→ **WHAT TO PRODUCE**
Copy out each line below exactly as it appears.

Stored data
— START —
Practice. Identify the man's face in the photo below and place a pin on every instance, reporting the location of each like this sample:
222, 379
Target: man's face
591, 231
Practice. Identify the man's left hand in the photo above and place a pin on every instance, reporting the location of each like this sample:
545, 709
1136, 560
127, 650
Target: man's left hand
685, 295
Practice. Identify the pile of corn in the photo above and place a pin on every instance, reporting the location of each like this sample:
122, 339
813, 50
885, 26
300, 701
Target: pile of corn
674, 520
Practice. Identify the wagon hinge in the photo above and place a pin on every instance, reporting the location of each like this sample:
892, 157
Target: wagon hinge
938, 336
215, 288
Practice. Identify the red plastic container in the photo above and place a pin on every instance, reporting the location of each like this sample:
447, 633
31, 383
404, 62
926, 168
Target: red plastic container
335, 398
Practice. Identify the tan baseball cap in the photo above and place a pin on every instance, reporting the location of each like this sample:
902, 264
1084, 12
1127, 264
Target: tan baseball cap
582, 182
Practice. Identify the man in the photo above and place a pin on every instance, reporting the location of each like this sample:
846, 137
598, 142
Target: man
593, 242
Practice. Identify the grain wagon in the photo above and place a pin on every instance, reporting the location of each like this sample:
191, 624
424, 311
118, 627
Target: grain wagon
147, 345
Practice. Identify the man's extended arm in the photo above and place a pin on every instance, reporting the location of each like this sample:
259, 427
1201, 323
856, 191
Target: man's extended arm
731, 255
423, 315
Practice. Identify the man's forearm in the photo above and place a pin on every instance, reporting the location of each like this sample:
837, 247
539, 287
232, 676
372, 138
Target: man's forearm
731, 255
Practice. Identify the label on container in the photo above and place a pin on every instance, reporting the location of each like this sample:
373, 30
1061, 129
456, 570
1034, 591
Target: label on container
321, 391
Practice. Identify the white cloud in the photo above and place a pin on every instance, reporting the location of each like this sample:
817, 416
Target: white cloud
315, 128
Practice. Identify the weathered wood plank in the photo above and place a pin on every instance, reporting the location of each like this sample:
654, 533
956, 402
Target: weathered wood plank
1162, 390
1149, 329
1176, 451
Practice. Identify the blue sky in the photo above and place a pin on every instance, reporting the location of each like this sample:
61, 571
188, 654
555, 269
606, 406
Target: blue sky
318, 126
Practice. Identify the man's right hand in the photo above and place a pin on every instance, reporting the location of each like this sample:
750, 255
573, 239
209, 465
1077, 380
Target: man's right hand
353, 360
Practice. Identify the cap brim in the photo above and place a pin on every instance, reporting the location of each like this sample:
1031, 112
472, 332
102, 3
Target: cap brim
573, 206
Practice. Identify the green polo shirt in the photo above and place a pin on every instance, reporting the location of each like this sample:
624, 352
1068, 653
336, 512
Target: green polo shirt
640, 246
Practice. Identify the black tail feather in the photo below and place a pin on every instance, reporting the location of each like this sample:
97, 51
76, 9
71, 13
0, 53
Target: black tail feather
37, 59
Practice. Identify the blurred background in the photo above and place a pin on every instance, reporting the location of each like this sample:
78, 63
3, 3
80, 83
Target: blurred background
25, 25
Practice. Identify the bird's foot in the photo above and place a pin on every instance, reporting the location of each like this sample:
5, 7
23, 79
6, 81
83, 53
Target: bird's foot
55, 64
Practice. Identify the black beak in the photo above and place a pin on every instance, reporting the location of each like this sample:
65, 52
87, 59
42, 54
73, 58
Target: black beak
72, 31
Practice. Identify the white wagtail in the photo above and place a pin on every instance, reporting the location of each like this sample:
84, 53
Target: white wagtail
— END —
→ **RIGHT ANSWER**
Practice. Identify the man's face in the photo below and place a pin on every instance, reporting the location of each like this sample:
222, 379
Target: man's face
591, 231
Practice. Identify the man's left hand in the photo above and place a pin on every instance, reporting the location of each like this sample:
545, 709
1136, 560
127, 650
Target: man's left hand
685, 295
Practice. Identify the pile of corn in the photo above and place a pin on every instance, reporting the location of each like this sample:
122, 339
813, 50
885, 26
300, 701
Target: pile of corn
674, 520
Practice. Identify the wagon hinge in the photo above and place a pin on every instance, reporting the location of each like this sample:
892, 157
Target: wagon hinge
938, 336
215, 288
Practice. Identify the red plastic container in the photo above and place a pin on every instance, reporting the location of each like this sample:
447, 633
31, 383
404, 62
926, 168
Target: red plastic container
335, 398
Practice. Identify the tan baseball cap in the photo above and place a pin on every instance, reporting the location of each like this sample:
902, 264
1084, 12
1127, 264
Target: tan baseball cap
582, 182
Practice. Identify the man in the photo above and place a pin on every instance, reporting the location of each like this sample:
846, 137
598, 142
Target: man
593, 242
Practice. Identify the grain wagon in the photo above and place a pin on every instance, reporting the location of each like this sample:
191, 624
424, 311
118, 627
Target: grain wagon
147, 345
Practice. Identify the man's extended arm in the photo above and place a pin on every instance, reporting the location of each like this sample:
259, 427
1201, 323
856, 191
Target: man's extended arm
731, 255
423, 315
Practice. Identify the man's forearm in the photo above and place a pin on every instance, reporting the location of each like this sample:
837, 247
539, 287
232, 676
372, 138
Target: man's forearm
731, 255
Practice. Identify the label on container in the photo above and place a pin on every instance, reporting the location of each like this sample:
373, 30
1061, 129
456, 570
1034, 591
Target: label on container
321, 391
Practice. Identify the white cloud in the photo above and place a pin on every instance, reporting the location of each like this sample:
817, 416
Target: white cloud
315, 128
Practice. Identify the weathered wood plank in the photo above and place a pin on every instance, reporting the location of each like this sample:
654, 533
956, 402
Target: weathered wood plank
1162, 390
1149, 329
1176, 451
Practice. Identify the blue sky in the photo above and place a pin on every instance, reporting the location of each like this sample:
61, 571
188, 654
555, 269
606, 406
Target: blue sky
318, 126
Practice. Identify the man's right hand in the photo above and place a pin on every instance, reporting the location of each like this sample:
750, 255
573, 239
209, 465
1077, 380
Target: man's right hand
353, 360
Practice. Identify the cap brim in the photo above and place a pin on every instance, reporting the location of each like this sample:
1031, 112
472, 332
102, 3
Target: cap brim
573, 206
Practice. Identify the green polo shirt in the photo above and place a pin on every instance, reporting the location of each like this sample:
624, 352
1068, 653
336, 512
Target: green polo shirt
640, 246
Practice. Identify the black tail feather in the photo below and place a pin on every instance, reporting the location of each like this sample:
97, 51
76, 9
71, 13
0, 53
Target: black tail feather
37, 59
Practice. Identify the blurred background in the photo above and place a pin on every instance, reporting the location of each like this sample:
78, 63
3, 3
80, 83
Target: blurred background
25, 25
Practice. Identify the bird's foot in the photo above and place a pin on every instance, reporting the location of each like this sample:
5, 7
23, 79
6, 81
83, 53
Target: bird's foot
55, 64
Practice. Identify the black beak in the photo above and place a pin on every instance, reporting the location of each like this sample:
65, 52
87, 59
42, 54
73, 58
Target: black beak
72, 31
Practice. Identify the white wagtail in the photo above and place a pin on every instance, reporting the location of each like this sample:
84, 53
Target: white wagtail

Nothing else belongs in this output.